**** Provided records ****

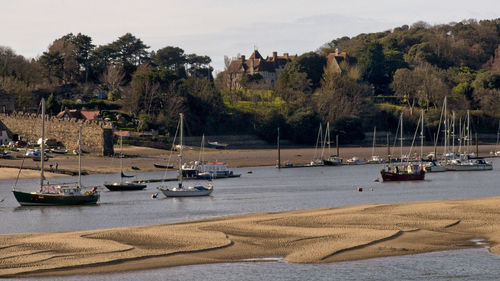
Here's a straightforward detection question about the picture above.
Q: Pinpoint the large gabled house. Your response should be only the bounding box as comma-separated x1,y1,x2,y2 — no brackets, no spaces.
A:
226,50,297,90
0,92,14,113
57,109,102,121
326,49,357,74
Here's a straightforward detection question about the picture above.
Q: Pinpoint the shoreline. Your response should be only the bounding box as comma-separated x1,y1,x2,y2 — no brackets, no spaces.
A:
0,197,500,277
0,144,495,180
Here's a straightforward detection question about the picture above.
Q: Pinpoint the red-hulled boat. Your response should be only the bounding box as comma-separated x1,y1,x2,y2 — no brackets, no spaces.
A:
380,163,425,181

****
**** Provided records ****

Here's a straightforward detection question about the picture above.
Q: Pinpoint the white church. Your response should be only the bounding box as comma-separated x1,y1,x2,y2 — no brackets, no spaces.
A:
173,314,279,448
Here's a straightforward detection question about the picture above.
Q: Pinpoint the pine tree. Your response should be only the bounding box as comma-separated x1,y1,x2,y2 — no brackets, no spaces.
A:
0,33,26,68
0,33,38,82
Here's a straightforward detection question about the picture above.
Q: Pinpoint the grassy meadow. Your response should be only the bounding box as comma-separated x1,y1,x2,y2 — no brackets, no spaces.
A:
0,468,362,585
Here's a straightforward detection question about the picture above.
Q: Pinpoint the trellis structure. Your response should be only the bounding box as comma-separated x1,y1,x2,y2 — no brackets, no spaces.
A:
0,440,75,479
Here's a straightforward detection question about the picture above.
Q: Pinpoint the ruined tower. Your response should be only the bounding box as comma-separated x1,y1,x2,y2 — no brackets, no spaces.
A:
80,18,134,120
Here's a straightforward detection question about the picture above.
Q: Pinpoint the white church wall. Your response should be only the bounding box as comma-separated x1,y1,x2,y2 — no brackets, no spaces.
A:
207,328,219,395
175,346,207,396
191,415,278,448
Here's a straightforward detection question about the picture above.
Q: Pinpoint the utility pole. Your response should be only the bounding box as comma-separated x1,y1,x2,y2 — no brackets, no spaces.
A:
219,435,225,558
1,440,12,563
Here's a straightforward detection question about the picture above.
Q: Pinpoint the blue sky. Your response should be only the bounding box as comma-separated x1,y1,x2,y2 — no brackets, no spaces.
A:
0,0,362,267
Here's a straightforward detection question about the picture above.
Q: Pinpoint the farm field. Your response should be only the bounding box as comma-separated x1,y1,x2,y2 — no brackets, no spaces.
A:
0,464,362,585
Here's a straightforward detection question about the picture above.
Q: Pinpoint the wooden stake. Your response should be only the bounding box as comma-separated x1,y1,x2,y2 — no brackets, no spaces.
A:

****

Pull out each line of the listing above that contains the string "church", treating uppercase and lowercase as different.

• _Correct answer_
Q: Pinpoint the white church. Your response should be only the bounding box as comma-separated x1,y1,x2,y2 — no brackets, no spaces.
Q: Pinpoint the white church wall. Your response should be only the bounding box as comma-separated x1,y1,x2,y2 — no brackets, no spaces.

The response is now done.